> **O que se pede**
Por favor, dê seguimento ao texto sobre habitação pública, escrevendo a parte que viria logo depois da última frase apresentada.

Todo o esforço é para salários, mordomias e provisões...a habitação está no capítulo de chulice e extorsão de proprietários.
O argumento é claro: falta habitação pública para responder às falhas de mercado e dar resposta às necessidades das famílias que vivem em situação de grave carência habitacional (cerca de 28 mil famílias) e das famílias de baixos rendimentos que não conseguem aceder ao arrendamento nem à compra dado os elevados preços praticado no mercado imobiliário (sobretudo em Lisboa e no Porto).
O motivo porque o stock de habitação pública se reduziu tem que ver com a alienação que muitos municípios fizeram das habitações sociais às famílias que nelas residiam. Isso aconteceu bastante (exemplo: Porto) e parece-me uma medida bastante positiva. Não vejo em que é que isso prejudica a promoção de nova construção. Bem pelo contrário.
Não entendo a relevância dada à questão da propriedade dos fogos. Parece-me totalmente despropositada.

> **Dados fornecidos**
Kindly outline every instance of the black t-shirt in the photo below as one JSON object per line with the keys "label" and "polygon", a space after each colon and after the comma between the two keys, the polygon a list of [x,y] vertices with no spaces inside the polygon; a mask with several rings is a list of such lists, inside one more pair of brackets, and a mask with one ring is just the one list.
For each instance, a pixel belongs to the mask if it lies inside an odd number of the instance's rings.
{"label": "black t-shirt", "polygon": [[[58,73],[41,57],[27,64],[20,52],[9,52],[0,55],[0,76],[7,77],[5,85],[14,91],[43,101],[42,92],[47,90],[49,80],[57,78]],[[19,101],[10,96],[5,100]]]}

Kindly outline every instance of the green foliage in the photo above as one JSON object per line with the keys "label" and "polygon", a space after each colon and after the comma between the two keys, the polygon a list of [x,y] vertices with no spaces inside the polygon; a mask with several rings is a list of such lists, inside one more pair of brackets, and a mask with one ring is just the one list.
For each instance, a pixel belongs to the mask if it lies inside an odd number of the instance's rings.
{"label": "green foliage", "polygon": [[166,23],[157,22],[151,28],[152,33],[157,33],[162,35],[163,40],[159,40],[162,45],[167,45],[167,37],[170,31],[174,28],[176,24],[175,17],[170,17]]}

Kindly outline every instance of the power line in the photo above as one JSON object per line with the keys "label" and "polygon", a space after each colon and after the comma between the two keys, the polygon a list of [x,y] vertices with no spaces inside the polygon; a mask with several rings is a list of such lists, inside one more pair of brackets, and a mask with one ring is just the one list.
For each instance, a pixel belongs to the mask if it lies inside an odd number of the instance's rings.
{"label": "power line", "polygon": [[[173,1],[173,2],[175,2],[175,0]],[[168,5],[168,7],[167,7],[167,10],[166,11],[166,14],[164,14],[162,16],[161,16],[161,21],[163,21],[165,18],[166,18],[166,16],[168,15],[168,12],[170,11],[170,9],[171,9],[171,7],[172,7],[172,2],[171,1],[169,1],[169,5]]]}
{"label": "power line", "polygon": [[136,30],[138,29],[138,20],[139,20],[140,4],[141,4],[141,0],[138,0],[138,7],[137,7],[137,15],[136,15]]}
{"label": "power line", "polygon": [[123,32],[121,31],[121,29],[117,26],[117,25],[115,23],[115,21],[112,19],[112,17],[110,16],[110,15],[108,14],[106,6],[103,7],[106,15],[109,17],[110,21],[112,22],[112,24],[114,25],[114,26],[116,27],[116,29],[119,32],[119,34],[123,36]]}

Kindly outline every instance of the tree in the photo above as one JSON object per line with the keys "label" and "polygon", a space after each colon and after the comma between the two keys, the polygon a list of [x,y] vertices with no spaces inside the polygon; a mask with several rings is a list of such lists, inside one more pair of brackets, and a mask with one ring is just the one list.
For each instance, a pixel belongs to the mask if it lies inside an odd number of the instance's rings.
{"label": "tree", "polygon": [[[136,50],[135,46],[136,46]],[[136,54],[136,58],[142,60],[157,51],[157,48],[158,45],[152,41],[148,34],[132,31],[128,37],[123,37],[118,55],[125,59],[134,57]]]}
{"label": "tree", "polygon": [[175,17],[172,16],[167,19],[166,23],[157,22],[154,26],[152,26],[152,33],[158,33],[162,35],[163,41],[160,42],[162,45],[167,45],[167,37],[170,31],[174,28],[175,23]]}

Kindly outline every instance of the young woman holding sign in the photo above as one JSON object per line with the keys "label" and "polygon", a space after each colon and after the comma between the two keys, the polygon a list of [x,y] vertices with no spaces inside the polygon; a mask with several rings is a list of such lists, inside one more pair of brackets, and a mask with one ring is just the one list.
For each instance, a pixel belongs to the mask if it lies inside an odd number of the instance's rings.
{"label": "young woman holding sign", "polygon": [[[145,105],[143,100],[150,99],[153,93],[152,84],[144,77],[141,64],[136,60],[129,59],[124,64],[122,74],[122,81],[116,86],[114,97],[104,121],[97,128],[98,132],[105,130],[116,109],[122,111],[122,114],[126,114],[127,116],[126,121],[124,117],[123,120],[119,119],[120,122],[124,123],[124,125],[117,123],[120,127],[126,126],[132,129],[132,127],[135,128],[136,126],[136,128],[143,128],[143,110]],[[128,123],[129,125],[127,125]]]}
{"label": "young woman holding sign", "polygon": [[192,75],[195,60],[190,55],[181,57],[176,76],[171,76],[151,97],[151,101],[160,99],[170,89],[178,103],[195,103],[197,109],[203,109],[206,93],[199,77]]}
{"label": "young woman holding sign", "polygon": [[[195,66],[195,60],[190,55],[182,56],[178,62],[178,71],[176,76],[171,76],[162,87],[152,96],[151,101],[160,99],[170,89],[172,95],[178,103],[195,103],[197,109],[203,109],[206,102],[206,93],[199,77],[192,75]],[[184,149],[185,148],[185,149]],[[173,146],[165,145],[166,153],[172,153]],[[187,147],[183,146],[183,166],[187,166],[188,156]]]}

> **Resposta à tarefa**
José Neves
1) Demagogia barata, como é habitual. A maioria da alienação da habitação pública é para os próprios residentes, as tais famílias carenciadas. As famílias que habitam em bairros sociais têm a possibilidade de adquirir as habitação a preços muito abaixo do valor de mercado.
2) há pouco tempo surgiu um relatório em que a Gebalis, entidade que gere o parque habitacional público em Lisboa, entre receitas em rendas e despesas com manutenção dos imóveis, o saldo dava praticamente zero no final do ano. Conhecem algum senhorio que gaste todos os anos em manutenção o mesmo que recebe de rendas?
3) aqui na Holanda o acesso a rendas controladas é feito com a promoção de fundos de investimento habitacional, que compram casas e arrendam-nas a custos controlados. Em Portugal adotou-se o modelo soviético do bairro social e os resultados estão à vista.